— BEGIN Provided information —
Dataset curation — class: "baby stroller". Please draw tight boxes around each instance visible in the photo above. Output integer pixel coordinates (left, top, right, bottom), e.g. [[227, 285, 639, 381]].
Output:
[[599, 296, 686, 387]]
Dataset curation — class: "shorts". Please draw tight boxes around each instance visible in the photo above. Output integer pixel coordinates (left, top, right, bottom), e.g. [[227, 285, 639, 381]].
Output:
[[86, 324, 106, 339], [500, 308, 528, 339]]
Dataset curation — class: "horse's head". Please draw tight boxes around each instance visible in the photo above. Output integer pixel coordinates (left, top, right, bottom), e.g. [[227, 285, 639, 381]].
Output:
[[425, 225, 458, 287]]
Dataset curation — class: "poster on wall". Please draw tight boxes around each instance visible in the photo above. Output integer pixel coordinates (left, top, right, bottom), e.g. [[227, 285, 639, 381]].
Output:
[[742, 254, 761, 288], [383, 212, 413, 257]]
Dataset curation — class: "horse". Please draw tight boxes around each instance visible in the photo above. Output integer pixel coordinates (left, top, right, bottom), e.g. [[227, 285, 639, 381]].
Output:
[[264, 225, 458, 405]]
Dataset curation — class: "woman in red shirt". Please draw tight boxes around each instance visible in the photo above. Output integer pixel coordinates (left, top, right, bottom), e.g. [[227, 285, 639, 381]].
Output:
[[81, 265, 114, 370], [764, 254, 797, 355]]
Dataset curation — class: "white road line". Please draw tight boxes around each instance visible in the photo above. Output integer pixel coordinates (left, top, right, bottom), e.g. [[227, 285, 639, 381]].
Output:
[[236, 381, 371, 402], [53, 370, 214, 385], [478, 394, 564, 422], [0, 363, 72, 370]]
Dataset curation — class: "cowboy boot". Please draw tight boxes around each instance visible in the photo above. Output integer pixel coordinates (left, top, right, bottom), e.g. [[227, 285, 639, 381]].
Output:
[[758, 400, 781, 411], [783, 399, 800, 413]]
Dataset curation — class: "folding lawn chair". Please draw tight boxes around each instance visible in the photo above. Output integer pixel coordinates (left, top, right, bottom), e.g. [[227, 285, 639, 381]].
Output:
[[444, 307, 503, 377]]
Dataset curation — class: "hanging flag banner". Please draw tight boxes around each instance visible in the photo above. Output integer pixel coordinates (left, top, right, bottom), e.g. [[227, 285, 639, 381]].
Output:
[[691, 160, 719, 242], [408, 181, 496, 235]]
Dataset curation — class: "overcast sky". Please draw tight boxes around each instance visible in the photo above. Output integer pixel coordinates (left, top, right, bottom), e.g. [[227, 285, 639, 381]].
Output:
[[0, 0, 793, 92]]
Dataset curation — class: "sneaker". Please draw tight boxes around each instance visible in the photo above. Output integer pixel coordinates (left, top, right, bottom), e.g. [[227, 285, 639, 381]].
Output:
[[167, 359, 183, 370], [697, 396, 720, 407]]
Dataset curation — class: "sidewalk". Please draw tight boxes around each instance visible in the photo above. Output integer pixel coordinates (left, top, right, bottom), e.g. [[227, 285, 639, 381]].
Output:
— END Provided information —
• **Exercise aim**:
Please report each line of the rows above that contains the word "folding". Case matters.

• **Output of the exercise**:
Dataset curation — class: "folding lawn chair". Please draw tight boxes around each instance visible in the photo above. Output integer pixel coordinates (left, top, right, bottom), e.g. [[227, 285, 639, 381]].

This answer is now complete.